- EXERCISE BRIEF
Extract every line of the material below that contains the word "porch", and copy each one in full.

- EXCERPTED DATA
.....
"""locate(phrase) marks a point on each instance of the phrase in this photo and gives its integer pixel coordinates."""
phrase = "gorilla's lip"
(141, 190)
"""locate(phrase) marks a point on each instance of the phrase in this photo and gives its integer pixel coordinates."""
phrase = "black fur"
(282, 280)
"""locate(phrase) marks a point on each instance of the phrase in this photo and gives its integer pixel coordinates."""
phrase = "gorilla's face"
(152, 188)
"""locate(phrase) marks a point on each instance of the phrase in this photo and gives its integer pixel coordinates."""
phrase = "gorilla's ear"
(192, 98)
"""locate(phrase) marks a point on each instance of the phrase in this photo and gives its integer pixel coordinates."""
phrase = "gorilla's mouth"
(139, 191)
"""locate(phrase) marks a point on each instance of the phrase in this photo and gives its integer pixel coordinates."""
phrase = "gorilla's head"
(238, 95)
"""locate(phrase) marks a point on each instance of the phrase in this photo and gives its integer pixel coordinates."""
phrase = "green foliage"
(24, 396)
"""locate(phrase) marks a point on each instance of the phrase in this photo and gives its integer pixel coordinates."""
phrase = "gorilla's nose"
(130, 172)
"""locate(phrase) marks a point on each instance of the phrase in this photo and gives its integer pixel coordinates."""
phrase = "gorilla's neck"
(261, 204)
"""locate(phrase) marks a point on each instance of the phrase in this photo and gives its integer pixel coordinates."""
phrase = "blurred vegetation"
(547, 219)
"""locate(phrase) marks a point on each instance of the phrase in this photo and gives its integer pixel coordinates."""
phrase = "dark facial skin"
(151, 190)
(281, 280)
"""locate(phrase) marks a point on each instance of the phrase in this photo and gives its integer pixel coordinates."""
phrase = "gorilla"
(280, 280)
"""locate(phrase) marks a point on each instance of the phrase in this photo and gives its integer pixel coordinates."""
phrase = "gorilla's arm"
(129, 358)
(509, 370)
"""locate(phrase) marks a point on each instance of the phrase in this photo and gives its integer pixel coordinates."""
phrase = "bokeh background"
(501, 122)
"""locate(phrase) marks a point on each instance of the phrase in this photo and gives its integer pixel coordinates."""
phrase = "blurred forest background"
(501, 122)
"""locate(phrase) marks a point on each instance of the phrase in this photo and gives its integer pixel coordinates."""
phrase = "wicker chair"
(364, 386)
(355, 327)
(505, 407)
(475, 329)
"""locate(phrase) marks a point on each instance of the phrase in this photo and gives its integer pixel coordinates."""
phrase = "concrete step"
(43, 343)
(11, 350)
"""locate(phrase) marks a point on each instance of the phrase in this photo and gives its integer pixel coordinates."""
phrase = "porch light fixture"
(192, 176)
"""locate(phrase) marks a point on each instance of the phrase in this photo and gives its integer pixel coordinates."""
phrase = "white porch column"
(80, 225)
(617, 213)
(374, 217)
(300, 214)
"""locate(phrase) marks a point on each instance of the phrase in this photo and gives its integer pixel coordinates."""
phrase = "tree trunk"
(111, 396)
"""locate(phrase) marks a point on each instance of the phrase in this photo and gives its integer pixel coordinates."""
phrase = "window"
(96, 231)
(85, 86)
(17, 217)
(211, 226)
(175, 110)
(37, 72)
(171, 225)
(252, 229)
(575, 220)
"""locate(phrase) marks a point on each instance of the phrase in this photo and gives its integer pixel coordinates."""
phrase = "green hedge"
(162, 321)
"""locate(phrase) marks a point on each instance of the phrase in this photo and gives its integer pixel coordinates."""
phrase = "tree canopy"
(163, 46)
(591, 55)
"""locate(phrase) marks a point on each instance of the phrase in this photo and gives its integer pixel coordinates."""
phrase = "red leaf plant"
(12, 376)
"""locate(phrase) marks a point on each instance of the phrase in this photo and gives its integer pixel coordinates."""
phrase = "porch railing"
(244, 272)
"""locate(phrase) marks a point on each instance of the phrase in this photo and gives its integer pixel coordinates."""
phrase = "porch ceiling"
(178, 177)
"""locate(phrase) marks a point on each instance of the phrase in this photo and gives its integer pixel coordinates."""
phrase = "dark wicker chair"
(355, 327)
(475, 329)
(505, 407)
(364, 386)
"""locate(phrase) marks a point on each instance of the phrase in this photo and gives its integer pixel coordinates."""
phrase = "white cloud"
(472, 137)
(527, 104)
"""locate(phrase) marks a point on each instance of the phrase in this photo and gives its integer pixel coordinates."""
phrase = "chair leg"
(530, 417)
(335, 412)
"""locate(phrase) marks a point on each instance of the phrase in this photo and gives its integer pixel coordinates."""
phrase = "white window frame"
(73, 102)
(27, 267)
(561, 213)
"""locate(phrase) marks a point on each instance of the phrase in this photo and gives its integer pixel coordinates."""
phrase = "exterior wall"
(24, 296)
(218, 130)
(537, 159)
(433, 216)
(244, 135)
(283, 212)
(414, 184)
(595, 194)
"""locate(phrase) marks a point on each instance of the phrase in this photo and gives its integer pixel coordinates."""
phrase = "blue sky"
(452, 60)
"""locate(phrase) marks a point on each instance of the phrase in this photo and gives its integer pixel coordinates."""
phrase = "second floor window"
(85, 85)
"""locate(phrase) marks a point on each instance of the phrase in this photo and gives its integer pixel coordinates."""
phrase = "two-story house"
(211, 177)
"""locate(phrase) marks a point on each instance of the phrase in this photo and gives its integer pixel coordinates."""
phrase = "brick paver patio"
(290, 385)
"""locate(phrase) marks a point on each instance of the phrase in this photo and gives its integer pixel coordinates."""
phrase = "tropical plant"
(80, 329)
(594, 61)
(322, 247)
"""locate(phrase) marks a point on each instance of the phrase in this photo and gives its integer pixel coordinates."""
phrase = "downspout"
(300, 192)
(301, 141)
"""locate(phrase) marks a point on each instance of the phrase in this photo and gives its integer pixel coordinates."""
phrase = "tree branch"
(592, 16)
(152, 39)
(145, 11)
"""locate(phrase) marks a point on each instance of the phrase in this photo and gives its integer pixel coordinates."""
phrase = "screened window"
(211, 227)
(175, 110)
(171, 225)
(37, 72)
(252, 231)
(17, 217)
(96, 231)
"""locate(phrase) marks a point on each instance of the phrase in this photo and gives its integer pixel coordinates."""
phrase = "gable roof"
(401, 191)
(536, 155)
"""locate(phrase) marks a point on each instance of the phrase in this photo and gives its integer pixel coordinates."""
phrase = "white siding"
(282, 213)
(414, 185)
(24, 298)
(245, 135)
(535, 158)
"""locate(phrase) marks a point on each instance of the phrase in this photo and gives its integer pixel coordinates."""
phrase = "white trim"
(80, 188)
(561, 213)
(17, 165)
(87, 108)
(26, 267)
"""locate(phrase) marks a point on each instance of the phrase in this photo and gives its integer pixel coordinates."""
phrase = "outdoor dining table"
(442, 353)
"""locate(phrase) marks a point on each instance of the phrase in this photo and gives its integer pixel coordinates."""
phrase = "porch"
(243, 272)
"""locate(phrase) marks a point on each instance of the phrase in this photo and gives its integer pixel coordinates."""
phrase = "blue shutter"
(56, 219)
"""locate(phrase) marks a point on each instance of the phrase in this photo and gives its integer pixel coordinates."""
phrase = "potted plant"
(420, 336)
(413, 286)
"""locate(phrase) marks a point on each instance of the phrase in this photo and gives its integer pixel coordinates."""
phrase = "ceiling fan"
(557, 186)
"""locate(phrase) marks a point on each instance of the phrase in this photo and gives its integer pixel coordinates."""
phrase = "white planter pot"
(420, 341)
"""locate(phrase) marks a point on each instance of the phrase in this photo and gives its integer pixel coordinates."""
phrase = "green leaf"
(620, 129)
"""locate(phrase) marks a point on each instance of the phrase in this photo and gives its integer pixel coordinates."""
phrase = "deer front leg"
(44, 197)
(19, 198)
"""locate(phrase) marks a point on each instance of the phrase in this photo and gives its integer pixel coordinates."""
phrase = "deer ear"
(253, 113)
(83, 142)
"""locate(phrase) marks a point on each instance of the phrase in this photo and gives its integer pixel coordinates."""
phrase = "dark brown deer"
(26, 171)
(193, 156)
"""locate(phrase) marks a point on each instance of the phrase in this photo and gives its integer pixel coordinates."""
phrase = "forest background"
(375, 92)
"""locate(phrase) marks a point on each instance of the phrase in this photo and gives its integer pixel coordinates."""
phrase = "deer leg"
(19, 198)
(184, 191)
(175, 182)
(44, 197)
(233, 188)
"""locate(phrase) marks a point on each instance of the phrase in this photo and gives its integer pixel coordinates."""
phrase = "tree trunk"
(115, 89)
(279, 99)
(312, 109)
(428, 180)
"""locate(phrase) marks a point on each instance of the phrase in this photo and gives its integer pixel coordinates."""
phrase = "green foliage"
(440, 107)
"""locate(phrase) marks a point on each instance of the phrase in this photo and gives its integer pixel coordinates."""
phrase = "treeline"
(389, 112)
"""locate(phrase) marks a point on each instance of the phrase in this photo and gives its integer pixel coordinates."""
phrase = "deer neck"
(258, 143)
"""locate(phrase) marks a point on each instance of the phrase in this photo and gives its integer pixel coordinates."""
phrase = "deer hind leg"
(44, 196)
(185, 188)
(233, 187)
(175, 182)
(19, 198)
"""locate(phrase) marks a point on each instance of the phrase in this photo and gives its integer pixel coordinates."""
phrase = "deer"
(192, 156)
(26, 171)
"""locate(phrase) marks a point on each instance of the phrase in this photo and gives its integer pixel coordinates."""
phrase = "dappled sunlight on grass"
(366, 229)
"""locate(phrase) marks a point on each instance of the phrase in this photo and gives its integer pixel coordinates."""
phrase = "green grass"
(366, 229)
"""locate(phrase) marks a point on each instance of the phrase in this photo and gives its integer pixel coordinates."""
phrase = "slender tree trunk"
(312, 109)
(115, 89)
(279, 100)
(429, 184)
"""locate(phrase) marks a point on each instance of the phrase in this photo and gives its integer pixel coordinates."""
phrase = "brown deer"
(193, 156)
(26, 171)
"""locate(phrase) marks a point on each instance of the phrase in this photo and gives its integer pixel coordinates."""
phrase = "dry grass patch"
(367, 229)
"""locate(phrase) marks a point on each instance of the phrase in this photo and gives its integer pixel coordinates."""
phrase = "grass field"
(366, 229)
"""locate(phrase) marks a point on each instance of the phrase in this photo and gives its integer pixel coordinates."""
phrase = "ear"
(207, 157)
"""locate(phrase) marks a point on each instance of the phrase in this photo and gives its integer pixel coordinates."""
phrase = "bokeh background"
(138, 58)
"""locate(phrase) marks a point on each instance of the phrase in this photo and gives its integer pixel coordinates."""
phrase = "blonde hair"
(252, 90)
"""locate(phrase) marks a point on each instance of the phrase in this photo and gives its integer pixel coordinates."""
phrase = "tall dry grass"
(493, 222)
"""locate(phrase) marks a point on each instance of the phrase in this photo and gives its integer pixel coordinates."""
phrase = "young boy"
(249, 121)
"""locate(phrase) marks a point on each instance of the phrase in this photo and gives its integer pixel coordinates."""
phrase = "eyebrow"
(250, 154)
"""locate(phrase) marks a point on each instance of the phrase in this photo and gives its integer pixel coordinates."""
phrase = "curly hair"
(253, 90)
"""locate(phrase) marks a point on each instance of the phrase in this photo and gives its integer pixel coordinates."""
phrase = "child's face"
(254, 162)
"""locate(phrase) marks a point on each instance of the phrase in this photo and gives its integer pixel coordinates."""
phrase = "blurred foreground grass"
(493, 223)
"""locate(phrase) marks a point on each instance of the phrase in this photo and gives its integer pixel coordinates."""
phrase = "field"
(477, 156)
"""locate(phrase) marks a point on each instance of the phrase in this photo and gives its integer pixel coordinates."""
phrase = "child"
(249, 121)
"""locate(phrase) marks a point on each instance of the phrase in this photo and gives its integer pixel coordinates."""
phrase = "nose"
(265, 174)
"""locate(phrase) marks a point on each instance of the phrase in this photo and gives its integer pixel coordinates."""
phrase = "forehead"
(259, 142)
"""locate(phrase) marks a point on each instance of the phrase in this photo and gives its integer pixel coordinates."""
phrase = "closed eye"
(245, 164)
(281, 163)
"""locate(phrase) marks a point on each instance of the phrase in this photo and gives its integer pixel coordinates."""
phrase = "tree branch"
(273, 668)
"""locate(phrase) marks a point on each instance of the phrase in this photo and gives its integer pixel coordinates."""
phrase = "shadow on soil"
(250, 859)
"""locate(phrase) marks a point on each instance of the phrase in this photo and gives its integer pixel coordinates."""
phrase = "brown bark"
.....
- OUTPUT FOR THIS TASK
phrase = "porch light fixture"
phrase = "white porch column"
phrase = "porch railing"
phrase = "porch ceiling"
phrase = "porch"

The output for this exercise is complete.